> [Exercise brief] List every line in the rows below that contains the word "sand", matching its case exactly.

☆ ☆ ☆ ☆ ☆ ☆ ☆

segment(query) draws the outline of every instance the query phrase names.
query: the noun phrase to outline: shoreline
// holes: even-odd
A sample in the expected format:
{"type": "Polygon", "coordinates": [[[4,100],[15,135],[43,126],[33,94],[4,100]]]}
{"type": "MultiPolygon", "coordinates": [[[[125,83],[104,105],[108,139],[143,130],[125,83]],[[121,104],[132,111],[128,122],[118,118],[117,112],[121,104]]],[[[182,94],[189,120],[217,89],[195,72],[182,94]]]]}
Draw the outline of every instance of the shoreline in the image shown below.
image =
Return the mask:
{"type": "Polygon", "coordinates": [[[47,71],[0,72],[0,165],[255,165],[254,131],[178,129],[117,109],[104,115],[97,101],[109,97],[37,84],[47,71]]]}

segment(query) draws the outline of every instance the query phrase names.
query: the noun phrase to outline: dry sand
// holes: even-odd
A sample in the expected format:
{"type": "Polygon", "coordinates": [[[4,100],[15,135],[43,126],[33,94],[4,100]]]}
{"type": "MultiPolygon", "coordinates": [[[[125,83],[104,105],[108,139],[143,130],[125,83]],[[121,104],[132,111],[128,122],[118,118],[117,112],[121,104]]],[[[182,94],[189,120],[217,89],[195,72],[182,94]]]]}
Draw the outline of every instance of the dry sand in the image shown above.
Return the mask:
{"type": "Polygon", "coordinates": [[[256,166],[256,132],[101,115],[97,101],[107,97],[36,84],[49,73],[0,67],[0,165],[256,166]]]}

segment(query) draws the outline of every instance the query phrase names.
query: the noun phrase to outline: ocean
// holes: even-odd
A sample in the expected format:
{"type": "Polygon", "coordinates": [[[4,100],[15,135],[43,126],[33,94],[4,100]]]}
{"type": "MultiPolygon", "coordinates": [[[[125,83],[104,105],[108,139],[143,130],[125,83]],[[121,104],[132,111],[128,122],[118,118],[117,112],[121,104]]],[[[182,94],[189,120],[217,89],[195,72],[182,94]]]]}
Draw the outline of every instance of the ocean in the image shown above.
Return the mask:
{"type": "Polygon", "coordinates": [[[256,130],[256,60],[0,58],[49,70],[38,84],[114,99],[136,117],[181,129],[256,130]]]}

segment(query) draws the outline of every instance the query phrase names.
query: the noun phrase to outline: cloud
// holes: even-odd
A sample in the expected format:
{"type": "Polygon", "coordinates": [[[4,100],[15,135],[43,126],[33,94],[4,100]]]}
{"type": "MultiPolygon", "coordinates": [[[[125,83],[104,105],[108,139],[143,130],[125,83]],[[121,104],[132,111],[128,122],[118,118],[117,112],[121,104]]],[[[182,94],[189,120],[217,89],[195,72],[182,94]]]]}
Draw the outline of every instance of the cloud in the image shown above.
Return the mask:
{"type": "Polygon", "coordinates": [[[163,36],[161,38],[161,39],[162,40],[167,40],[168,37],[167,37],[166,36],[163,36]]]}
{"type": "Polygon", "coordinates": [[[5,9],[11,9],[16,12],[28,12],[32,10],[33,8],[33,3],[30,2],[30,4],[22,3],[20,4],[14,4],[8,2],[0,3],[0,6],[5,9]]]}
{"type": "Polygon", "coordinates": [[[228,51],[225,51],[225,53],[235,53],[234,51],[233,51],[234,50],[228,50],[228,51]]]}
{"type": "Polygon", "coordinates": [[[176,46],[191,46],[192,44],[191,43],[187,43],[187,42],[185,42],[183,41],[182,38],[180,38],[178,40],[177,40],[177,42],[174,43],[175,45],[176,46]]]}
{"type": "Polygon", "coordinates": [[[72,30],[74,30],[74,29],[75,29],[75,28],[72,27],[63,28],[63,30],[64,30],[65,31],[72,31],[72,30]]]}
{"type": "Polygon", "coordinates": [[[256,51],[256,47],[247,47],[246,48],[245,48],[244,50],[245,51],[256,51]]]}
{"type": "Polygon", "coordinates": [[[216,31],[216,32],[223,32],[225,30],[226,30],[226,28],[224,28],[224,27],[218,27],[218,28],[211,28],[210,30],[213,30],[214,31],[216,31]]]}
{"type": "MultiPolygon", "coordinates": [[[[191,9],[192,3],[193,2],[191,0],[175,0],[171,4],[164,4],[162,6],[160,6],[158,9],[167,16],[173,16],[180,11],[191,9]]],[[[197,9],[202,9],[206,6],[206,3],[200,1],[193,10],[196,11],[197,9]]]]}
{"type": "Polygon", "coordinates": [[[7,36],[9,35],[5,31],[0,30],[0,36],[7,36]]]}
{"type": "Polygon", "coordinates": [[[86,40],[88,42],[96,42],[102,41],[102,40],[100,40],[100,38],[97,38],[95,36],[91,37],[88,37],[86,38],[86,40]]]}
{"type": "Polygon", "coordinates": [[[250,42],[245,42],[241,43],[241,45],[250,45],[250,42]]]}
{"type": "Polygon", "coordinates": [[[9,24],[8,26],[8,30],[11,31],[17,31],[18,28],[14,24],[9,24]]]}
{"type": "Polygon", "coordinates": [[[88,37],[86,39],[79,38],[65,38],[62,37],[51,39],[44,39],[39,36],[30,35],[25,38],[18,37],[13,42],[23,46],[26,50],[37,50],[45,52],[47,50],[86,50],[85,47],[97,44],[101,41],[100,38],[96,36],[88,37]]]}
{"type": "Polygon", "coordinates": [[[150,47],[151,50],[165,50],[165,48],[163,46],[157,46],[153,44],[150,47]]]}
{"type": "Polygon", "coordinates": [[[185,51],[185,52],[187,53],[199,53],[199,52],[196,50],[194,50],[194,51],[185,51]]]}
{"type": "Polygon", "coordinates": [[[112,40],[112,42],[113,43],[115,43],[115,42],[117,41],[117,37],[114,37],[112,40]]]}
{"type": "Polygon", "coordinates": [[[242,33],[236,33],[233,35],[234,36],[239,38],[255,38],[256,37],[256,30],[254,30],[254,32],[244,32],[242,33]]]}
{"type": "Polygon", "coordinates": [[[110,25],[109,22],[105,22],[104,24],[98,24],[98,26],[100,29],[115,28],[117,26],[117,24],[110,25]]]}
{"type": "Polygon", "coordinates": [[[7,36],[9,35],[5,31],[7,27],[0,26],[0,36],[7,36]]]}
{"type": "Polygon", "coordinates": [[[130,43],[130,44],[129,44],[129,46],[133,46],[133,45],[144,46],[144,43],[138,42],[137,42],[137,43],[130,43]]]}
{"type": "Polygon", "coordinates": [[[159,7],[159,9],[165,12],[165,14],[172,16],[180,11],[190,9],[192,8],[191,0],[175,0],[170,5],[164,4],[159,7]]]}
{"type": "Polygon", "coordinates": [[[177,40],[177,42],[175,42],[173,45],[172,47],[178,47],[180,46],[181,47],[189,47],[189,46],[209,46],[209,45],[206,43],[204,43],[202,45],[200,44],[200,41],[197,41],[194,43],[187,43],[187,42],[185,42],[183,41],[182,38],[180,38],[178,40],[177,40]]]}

☆ ☆ ☆ ☆ ☆ ☆ ☆

> [The solution]
query: the noun phrase to outline: dry sand
Draw the outline of every instance of the dry sand in the image shown above.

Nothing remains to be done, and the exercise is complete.